======== TEXTO PROPORCIONADO
La aldaba
Carlos Navarro Antolín
¿Dónde está el límite de la vergüenza?
Elchiquitín gatea veloz hasta la baranda de la azotea. Dos nenes del piso-playa de enfrente, más mayorcillos y que ya articulan palabra, lo están llamando, "¡Jesú, hola Jesú!". Jesusito se desbarata de alegría. Fin del encuentro. Los amiguitos remotos no se juntarán después para jugar en la arena o chapotear en las olas. No se puede. Además, el más pequeño se extraña y zafa con llantos de cualquiera que se le acerque más de la cuenta: ha pasado gran parte de su tierna edad confinado. Suena a etiqueta para vender conceptos llamar Generación pandemia a las criaturas cuya infancia estará atravesada por este mazazo sanitario y sus delirantes repercusiones, pero de algún modo quisiera nombrar el problema: nuestra sociedad y de forma especial los menores van a estar marcados por este zarpazo y sus parches, no sólo en las capas más visibles (fallas en su educación o en la nutrición de quienes se han alimentado a base de las pizzas de Ayuso), sino en las zonas más profundas y sutiles, en esos asuntos del afecto y la confianza básica que sólo se pueden suministrar a base de abrazos, juegos, conflictos y contacto con los micos de su altura, o acompañamiento de la familia extensa -las titas, el abuelo o la prima como otros referentes y planes de fuga de los rigores parentales-.
Hay aspectos inevitables de esta crisis que han marcado a la Generación pandemia. Pero hay otras heridas en el alma de los menores que se pueden evitar, o al menos amortiguar, que no son producto de la enfermedad, sino de sus deficientes remedios. Que a estas alturas de agosto no esté claramente organizado cómo volver al cole, que sintamos que las administraciones han escurrido la responsabilidad hacia los centros educativos, que el ingreso mínimo vital no haya llegado ni al 1% de los hogares que lo necesitan, que los rebrotes nos estén dejando al borde de que las niñas y los niños vuelvan a no poder pisar la calle, y hasta que se culpabilice de ello a la muchachez y a sus picos de brío y hormonas (si quieren ver mangurrinos sin mascarilla vean el vídeo de la caterva de tíos como trinquetes el otro día en Torremolinos) hace más honda la herida, más larga la secuela, más difícil la salida. Toda una generación -que será el futuro, pero que ante todo son las niñas y niños del presente- puede quedar sólo tocada o definitivamente lastrada. Ello depende de cada cual, de la sociedad y de nuestros (presuntos) representantes. Por ahora, el balance es lamentable.
================
_COMPRUEBA TU COMPRENSIÓN_
a – Según el artículo, ¿a qué proporción de los hogares que lo necesitan ha llegado el ingreso mínimo vital?
b – Enumera los familiares que el artículo menciona como miembros de la familia extensa.
Los datos no guardan ninguna relación con el artículo.
======== LOS DATOS
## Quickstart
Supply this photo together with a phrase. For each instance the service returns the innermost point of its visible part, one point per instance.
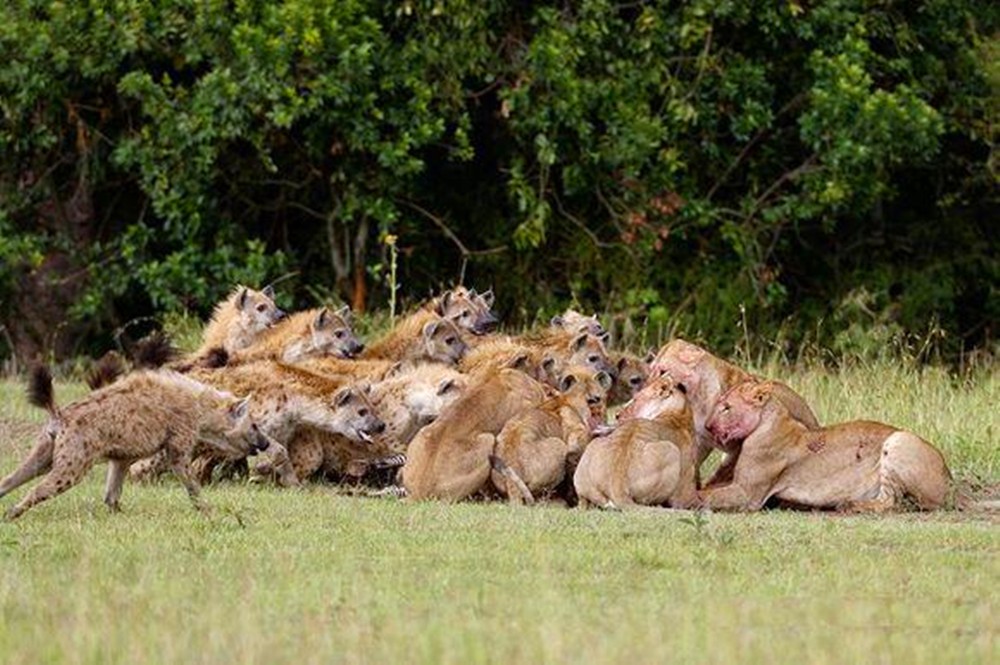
================
_RESPUESTAS ESPERADAS_
a – No ha llegado ni al 1% de los hogares que lo necesitan.

b – Las titas, el abuelo y la prima.